> **WHAT IS EXPECTED**
The exercise asks you to copy every line below in which "grass" appears.

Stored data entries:
- - -

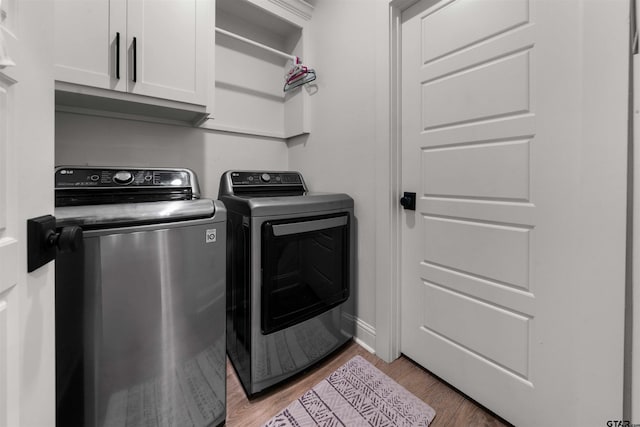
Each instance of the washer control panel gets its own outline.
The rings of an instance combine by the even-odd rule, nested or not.
[[[181,169],[103,169],[61,167],[56,169],[55,187],[190,187],[192,172]]]
[[[243,185],[302,185],[297,172],[232,172],[231,184]]]

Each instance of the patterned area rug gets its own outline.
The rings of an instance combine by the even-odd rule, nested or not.
[[[435,415],[432,407],[355,356],[265,426],[428,426]]]

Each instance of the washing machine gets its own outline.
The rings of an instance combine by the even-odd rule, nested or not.
[[[59,426],[216,426],[226,415],[226,210],[188,169],[55,170]]]
[[[227,171],[227,354],[249,397],[353,338],[353,199],[292,171]]]

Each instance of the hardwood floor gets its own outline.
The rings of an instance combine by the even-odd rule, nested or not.
[[[233,366],[227,359],[227,423],[228,427],[261,426],[305,391],[327,377],[355,355],[360,355],[398,384],[428,403],[436,411],[431,427],[509,426],[487,409],[470,400],[422,367],[400,357],[386,363],[351,342],[331,358],[277,388],[249,401]]]

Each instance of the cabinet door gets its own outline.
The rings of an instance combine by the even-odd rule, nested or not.
[[[55,79],[125,91],[126,12],[125,0],[56,1]]]
[[[210,0],[129,0],[129,91],[205,105],[213,9]]]

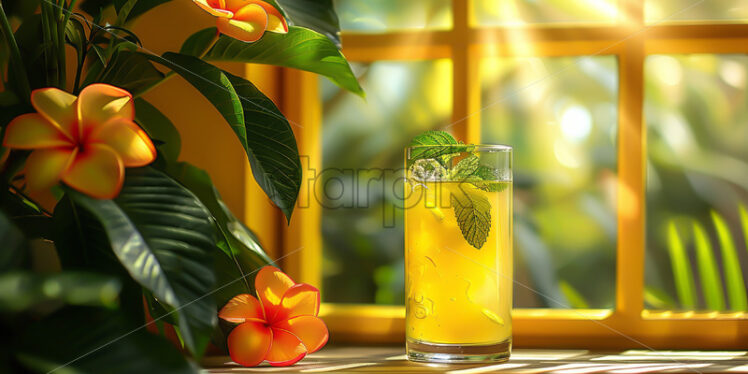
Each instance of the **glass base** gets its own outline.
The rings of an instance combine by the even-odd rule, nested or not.
[[[509,360],[512,340],[488,345],[436,344],[408,340],[408,360],[416,362],[442,362],[474,364],[478,362],[504,362]]]

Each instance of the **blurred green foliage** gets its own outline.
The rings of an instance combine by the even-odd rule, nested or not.
[[[481,91],[482,141],[514,147],[515,307],[612,307],[615,58],[487,58]]]
[[[647,306],[744,310],[748,231],[740,212],[748,203],[748,57],[656,55],[647,58],[645,74],[645,282],[669,299],[645,297]],[[684,254],[677,267],[670,266],[673,230]],[[686,278],[698,280],[687,292],[679,281]]]
[[[343,30],[383,32],[452,27],[452,0],[334,0]]]
[[[320,85],[322,196],[332,197],[322,201],[322,297],[402,304],[405,239],[396,200],[403,186],[395,182],[404,176],[403,153],[410,140],[449,124],[452,66],[449,60],[430,60],[353,68],[366,101],[327,80]]]

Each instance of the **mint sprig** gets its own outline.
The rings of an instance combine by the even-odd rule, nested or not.
[[[460,186],[459,190],[452,192],[449,197],[457,225],[465,240],[476,249],[481,249],[491,231],[491,202],[464,186]]]
[[[443,145],[446,147],[436,147]],[[423,147],[418,146],[434,146],[434,147]],[[416,147],[410,151],[410,157],[408,157],[408,165],[410,168],[413,162],[422,159],[435,159],[439,161],[442,166],[447,167],[452,157],[460,154],[460,152],[471,152],[475,147],[472,145],[465,145],[457,140],[446,131],[426,131],[425,133],[416,136],[410,141],[408,147]]]

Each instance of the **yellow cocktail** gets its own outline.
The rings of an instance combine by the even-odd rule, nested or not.
[[[491,156],[508,157],[510,168],[510,152]],[[512,335],[511,179],[457,177],[453,170],[447,164],[440,175],[409,173],[406,182],[408,354],[419,361],[506,359]]]

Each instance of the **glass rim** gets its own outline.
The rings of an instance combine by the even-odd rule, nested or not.
[[[420,148],[455,148],[455,147],[475,147],[471,152],[490,151],[490,152],[511,152],[512,146],[506,144],[419,144],[410,145],[405,149],[420,149]]]

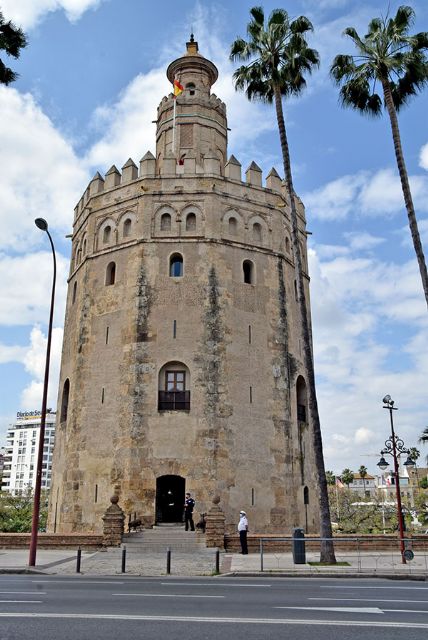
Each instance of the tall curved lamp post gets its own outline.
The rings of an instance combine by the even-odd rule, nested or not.
[[[389,419],[391,423],[391,435],[388,440],[385,441],[385,448],[380,452],[381,458],[377,463],[377,466],[381,471],[385,471],[388,467],[388,462],[385,460],[385,455],[390,455],[394,458],[394,477],[395,477],[395,490],[397,494],[397,517],[398,517],[398,530],[400,532],[400,552],[401,552],[401,562],[406,564],[406,557],[404,554],[405,545],[404,545],[404,524],[403,524],[403,510],[401,506],[401,492],[400,492],[400,472],[398,466],[398,456],[401,453],[407,454],[407,460],[404,463],[405,467],[414,467],[415,463],[410,457],[409,449],[406,449],[404,446],[403,440],[399,438],[394,431],[394,420],[392,418],[392,412],[397,411],[397,407],[394,407],[394,400],[391,396],[385,396],[382,400],[383,408],[388,409],[389,411]]]
[[[53,278],[52,278],[51,308],[50,308],[50,314],[49,314],[48,342],[46,345],[45,378],[43,382],[42,414],[40,418],[39,449],[37,452],[36,485],[34,487],[33,519],[31,524],[31,539],[30,539],[30,557],[28,561],[28,565],[30,567],[34,567],[36,565],[37,533],[39,530],[39,515],[40,515],[40,492],[42,488],[43,448],[44,448],[44,442],[45,442],[46,407],[47,407],[47,401],[48,401],[49,364],[50,364],[50,356],[51,356],[52,323],[53,323],[55,283],[56,283],[55,247],[51,238],[51,234],[49,233],[49,230],[48,230],[48,223],[43,218],[36,218],[34,222],[36,224],[36,227],[38,227],[42,231],[46,231],[49,238],[49,242],[51,243],[52,257],[53,257]]]

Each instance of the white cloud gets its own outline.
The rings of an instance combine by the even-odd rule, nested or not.
[[[48,406],[52,408],[56,407],[57,401],[62,335],[61,328],[53,329],[48,386]],[[24,359],[25,369],[33,379],[21,394],[21,407],[23,410],[31,410],[41,406],[46,345],[47,337],[43,335],[39,327],[34,327],[31,331],[30,345]]]
[[[68,260],[57,253],[55,317],[62,322],[65,309]],[[37,275],[35,275],[37,274]],[[24,256],[0,254],[0,325],[32,325],[46,319],[50,309],[52,254]]]
[[[34,219],[69,231],[89,174],[30,94],[0,87],[0,248],[40,242]]]
[[[428,170],[428,143],[425,144],[421,149],[421,153],[420,153],[420,156],[419,156],[419,165],[423,169],[427,169]]]
[[[428,177],[410,176],[410,187],[418,211],[428,211]],[[405,212],[398,174],[380,169],[360,171],[328,182],[302,196],[307,210],[319,220],[344,220],[353,216],[385,217]]]
[[[65,11],[70,22],[78,20],[88,9],[96,9],[105,0],[2,0],[2,12],[23,29],[34,27],[46,14]]]
[[[397,432],[407,446],[417,444],[426,419],[426,305],[415,261],[330,255],[320,258],[317,246],[309,252],[326,466],[340,472],[364,464],[375,472],[371,456],[389,435],[383,396],[396,400]]]
[[[350,231],[344,233],[344,236],[353,251],[370,251],[385,242],[385,238],[379,238],[367,232]]]
[[[356,444],[368,444],[372,442],[375,438],[375,434],[371,429],[367,429],[367,427],[360,427],[355,432],[355,442]]]

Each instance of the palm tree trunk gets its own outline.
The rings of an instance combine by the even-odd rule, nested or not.
[[[415,248],[416,257],[419,264],[419,271],[422,279],[422,286],[425,293],[425,300],[428,307],[428,273],[425,263],[424,251],[419,236],[418,223],[416,220],[415,208],[413,206],[412,193],[410,191],[409,177],[407,175],[406,163],[404,161],[403,149],[401,147],[400,129],[398,126],[397,112],[395,110],[394,101],[392,99],[391,87],[388,79],[382,80],[383,94],[385,97],[386,108],[388,110],[389,120],[391,123],[392,138],[394,141],[395,157],[397,160],[398,171],[400,173],[401,188],[403,190],[404,203],[407,209],[407,217],[409,219],[410,233],[412,234],[413,246]]]
[[[336,562],[333,546],[333,533],[331,529],[330,505],[328,501],[327,479],[325,475],[324,456],[321,438],[321,425],[318,413],[318,402],[315,389],[315,372],[312,356],[312,338],[309,328],[308,308],[303,280],[302,256],[299,244],[299,228],[297,220],[296,200],[294,197],[293,178],[291,174],[290,152],[285,131],[284,114],[282,110],[282,98],[279,87],[274,88],[275,108],[278,121],[279,137],[281,142],[282,159],[284,163],[285,183],[291,206],[291,226],[293,257],[296,271],[297,298],[301,320],[304,366],[307,375],[309,415],[312,423],[312,441],[315,454],[315,464],[318,473],[318,498],[320,507],[320,533],[321,538],[321,562],[333,564]]]

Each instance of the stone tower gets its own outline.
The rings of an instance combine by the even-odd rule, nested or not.
[[[289,199],[227,159],[217,75],[192,37],[156,157],[97,173],[75,209],[50,531],[101,531],[113,492],[179,522],[185,491],[197,513],[218,495],[229,530],[242,508],[252,531],[318,530]]]

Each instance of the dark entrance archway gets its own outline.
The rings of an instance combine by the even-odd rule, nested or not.
[[[156,479],[156,522],[183,522],[185,479],[160,476]]]

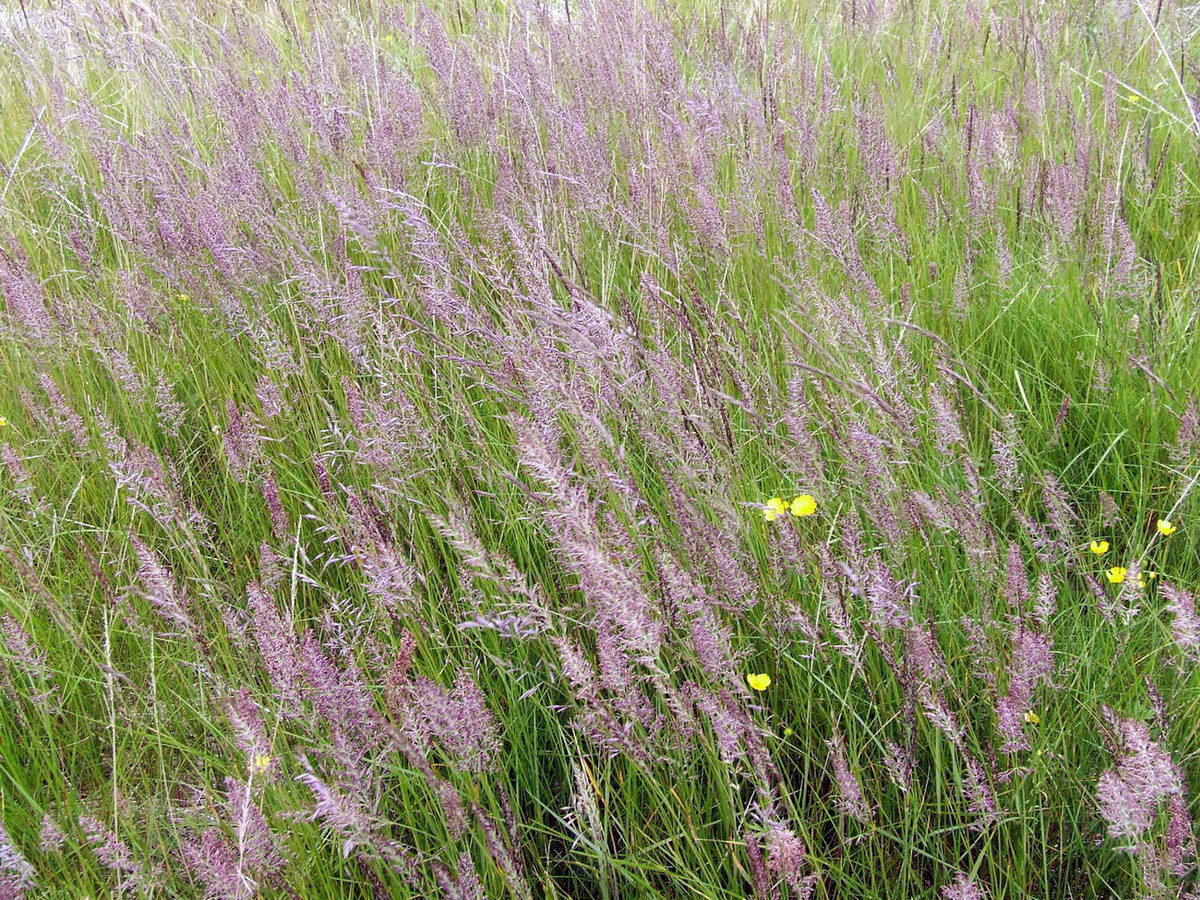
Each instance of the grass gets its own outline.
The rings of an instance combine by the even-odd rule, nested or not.
[[[1192,896],[1144,13],[5,13],[0,896]]]

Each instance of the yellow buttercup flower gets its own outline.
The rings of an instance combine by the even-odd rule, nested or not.
[[[250,771],[255,775],[261,775],[271,768],[271,757],[265,753],[256,753],[250,758]]]
[[[1170,519],[1158,520],[1158,533],[1163,537],[1169,537],[1178,530],[1177,526]]]
[[[763,518],[768,522],[774,522],[787,511],[788,504],[786,500],[782,497],[772,497],[763,506]]]
[[[1036,725],[1038,722],[1042,721],[1042,717],[1031,709],[1025,713],[1025,721],[1030,725]]]
[[[6,428],[7,426],[8,419],[4,418],[4,416],[0,416],[0,428]]]
[[[1142,99],[1142,95],[1141,94],[1129,94],[1128,96],[1126,96],[1125,99],[1128,100],[1130,103],[1137,103],[1138,101],[1140,101]]]
[[[812,494],[801,494],[792,501],[793,516],[811,516],[817,511],[817,499]]]
[[[1120,584],[1122,581],[1125,580],[1125,575],[1128,572],[1129,572],[1129,570],[1126,569],[1124,566],[1113,566],[1111,569],[1109,569],[1104,574],[1108,577],[1108,580],[1110,583]]]
[[[1103,556],[1108,552],[1108,541],[1092,541],[1090,549],[1097,556]]]
[[[747,675],[746,684],[754,688],[756,691],[765,691],[771,686],[771,676],[766,672],[761,675]]]
[[[1146,587],[1146,585],[1157,577],[1157,572],[1138,572],[1138,587]]]

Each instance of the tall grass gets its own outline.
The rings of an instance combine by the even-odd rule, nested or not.
[[[0,897],[1196,896],[1198,26],[3,11]]]

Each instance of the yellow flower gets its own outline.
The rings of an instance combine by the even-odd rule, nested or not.
[[[774,522],[787,511],[788,505],[786,500],[782,497],[772,497],[763,507],[763,518],[768,522]]]
[[[766,672],[761,675],[747,675],[746,684],[754,688],[756,691],[765,691],[771,686],[771,676]]]
[[[791,736],[792,736],[793,734],[795,734],[795,733],[796,733],[796,732],[792,731],[792,729],[791,729],[790,727],[788,727],[788,728],[784,728],[784,729],[783,729],[783,736],[784,736],[784,737],[791,737]]]
[[[5,428],[7,426],[8,426],[8,419],[4,418],[4,416],[0,416],[0,428]]]
[[[817,511],[817,500],[812,494],[801,494],[792,501],[793,516],[811,516]]]
[[[1106,576],[1108,576],[1108,580],[1110,583],[1120,584],[1122,581],[1125,580],[1125,574],[1128,571],[1129,570],[1126,569],[1124,566],[1113,566],[1111,569],[1109,569],[1104,574]]]
[[[1137,103],[1138,101],[1140,101],[1142,99],[1142,95],[1141,94],[1130,94],[1125,99],[1128,100],[1130,103]]]
[[[271,757],[265,753],[257,753],[250,758],[250,771],[255,775],[261,775],[271,768]]]
[[[1175,531],[1176,531],[1176,525],[1170,519],[1159,519],[1158,520],[1158,533],[1161,534],[1163,537],[1169,537],[1169,536],[1173,535],[1175,533]]]
[[[1138,587],[1144,588],[1157,577],[1157,572],[1138,572]]]
[[[1031,709],[1025,713],[1025,721],[1030,725],[1036,725],[1038,722],[1042,721],[1042,717]]]
[[[1103,556],[1108,552],[1108,541],[1092,541],[1091,550],[1097,556]]]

- - -

> **EXERCISE RESPONSE**
Each instance of the grass gets its own outline.
Each instance of the tall grass gets its own outline.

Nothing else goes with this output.